**The exercise**
Reproduce verbatim the lines of the data below, starting with the line that contains "Could you please put a dot on the raised" and continuing through the last line of the data, with both ends included.

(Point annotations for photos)

^^^^^^^^^^^^^^^^

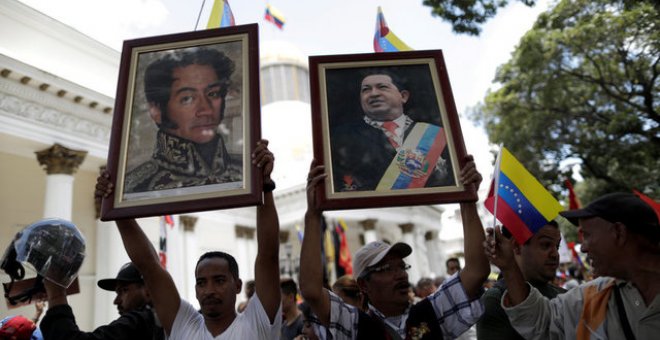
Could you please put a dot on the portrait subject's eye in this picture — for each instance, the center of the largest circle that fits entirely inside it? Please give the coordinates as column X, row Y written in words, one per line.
column 215, row 93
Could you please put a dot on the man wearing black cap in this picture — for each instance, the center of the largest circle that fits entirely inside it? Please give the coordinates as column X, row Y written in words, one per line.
column 622, row 239
column 137, row 320
column 381, row 274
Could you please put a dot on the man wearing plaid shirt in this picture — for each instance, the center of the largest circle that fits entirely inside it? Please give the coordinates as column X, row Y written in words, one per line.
column 381, row 274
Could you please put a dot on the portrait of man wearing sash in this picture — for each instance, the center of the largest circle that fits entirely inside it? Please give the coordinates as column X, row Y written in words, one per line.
column 396, row 139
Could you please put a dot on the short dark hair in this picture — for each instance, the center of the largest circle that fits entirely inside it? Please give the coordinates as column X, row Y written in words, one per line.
column 348, row 286
column 424, row 282
column 506, row 233
column 158, row 77
column 397, row 79
column 289, row 287
column 233, row 265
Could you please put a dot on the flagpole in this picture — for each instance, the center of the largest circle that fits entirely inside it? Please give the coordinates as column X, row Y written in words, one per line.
column 199, row 15
column 496, row 186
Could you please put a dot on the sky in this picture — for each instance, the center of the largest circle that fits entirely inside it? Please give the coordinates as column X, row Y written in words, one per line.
column 326, row 28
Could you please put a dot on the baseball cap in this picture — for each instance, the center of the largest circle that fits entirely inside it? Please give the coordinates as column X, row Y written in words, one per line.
column 127, row 273
column 626, row 208
column 370, row 254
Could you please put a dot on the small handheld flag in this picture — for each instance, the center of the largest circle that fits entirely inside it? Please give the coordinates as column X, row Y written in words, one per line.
column 655, row 205
column 573, row 201
column 221, row 15
column 274, row 16
column 523, row 205
column 384, row 39
column 162, row 248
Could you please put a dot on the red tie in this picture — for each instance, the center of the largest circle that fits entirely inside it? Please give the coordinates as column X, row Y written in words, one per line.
column 391, row 126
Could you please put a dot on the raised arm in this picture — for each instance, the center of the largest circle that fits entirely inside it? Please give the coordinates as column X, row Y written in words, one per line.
column 266, row 267
column 165, row 297
column 476, row 264
column 311, row 264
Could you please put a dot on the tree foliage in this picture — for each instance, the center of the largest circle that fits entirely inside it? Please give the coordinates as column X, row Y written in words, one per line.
column 583, row 85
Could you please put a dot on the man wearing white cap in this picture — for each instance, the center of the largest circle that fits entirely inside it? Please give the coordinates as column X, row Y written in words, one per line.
column 380, row 271
column 621, row 236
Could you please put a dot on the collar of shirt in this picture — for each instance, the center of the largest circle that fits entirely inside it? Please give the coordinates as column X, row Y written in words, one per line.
column 403, row 122
column 397, row 322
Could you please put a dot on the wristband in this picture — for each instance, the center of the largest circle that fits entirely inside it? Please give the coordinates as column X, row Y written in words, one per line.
column 269, row 185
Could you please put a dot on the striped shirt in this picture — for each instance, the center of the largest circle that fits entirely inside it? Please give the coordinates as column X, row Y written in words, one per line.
column 455, row 312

^^^^^^^^^^^^^^^^

**Output below**
Could you please put a dot on the raised arm in this picture — for each instance, the center of the largest circle that fits entirely inside it? Please give the coordinates as column X, row Y written in words, one per line.
column 266, row 267
column 165, row 297
column 476, row 264
column 311, row 264
Could you please put a dot on the tree foliage in this picture — for each instance, the center of the largest circle that fits entirely inside it? Please give the coordinates as column X, row Y written in words, one per line.
column 583, row 85
Could you please put a dot on the man wearing white cap in this picture — for each instance, the center of the largest circle that fits entirely inside it? Please give the coordinates as column X, row Y written in words, one per line.
column 380, row 271
column 621, row 236
Could you please put a dot on the collar of shirt in this picture — for each instance, the center of the largest circle that fits entirely inside it? Please give the coordinates as column X, row Y written in words, one per line.
column 403, row 122
column 397, row 322
Could you please put a dot on the wristband in this picture — for each instance, the center of the largest circle that fits entirely inside it? Please give the coordinates as column X, row Y written in words, one per line.
column 269, row 185
Could you please put a dot on the striped shirt in this picture — for each instance, the center of the largest circle that fits entirely inside it? Please give the coordinates as column X, row Y written in words, one per line.
column 455, row 312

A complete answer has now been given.